***** Raw data

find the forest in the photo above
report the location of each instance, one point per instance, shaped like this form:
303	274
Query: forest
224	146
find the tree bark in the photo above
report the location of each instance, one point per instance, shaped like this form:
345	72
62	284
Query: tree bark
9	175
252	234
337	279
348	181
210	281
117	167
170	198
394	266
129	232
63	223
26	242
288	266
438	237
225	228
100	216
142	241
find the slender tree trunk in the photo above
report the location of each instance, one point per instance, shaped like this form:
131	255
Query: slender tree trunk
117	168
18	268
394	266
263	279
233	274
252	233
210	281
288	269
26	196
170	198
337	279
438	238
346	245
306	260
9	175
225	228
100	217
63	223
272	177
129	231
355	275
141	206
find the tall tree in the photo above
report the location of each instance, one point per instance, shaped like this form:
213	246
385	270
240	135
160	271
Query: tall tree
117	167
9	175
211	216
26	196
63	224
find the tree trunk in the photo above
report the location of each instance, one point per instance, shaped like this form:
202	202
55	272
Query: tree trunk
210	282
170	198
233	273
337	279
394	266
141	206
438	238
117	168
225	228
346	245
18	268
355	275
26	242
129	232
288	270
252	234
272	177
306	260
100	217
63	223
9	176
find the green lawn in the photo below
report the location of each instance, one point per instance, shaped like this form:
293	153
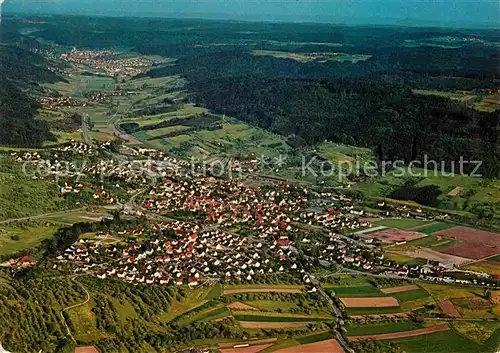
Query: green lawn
439	342
263	317
215	292
384	327
404	260
361	291
436	227
373	311
15	238
271	305
402	223
317	337
205	315
82	321
495	258
410	295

**********

▸ **Problem details**
Write out all of the material above again with every "photo" changed to "image" and nothing else altered. Leave the pictures out.

▸ **Complete response**
find the forest in the image above
report the location of each instance, one point per instance, shaped like this form:
303	274
Query: forest
224	146
find the tree bark in the image above
report the location of each instance, one point per instance, shaped like this form:
345	72
62	284
Query: tree bark
9	175
252	234
337	279
348	181
210	281
117	167
170	198
394	266
129	232
63	223
26	242
288	266
438	237
225	228
100	216
142	241
find the slender tree trunk in the image above
report the location of each instance, one point per instance, shaped like this form:
131	255
Query: slender tree trunk
117	168
18	268
394	266
263	279
233	274
252	233
210	281
288	269
26	196
170	198
337	279
438	238
346	245
306	260
9	175
225	228
100	217
63	223
272	177
129	231
355	275
141	206
find the tall tree in the image above
report the location of each instance, one point per instance, shaped like this form:
213	246
385	270
240	135
160	271
Query: tall tree
117	167
9	175
211	216
26	196
63	224
find the tree trunk in the image above
report the location of each instance, one point per instance, shaped like this form:
202	202
55	272
Query: tree trunk
210	282
170	198
233	273
337	279
394	266
141	206
438	238
117	168
225	228
346	245
18	268
355	275
26	242
129	232
288	270
252	234
272	177
306	260
100	217
63	223
9	176
find the green lawn in the image below
report the location of each instance, one point per instance, shaped like this form:
293	153
Query: green lawn
439	342
263	317
215	292
384	327
404	260
361	291
436	227
373	311
15	238
271	305
402	223
317	337
205	315
82	321
495	258
410	295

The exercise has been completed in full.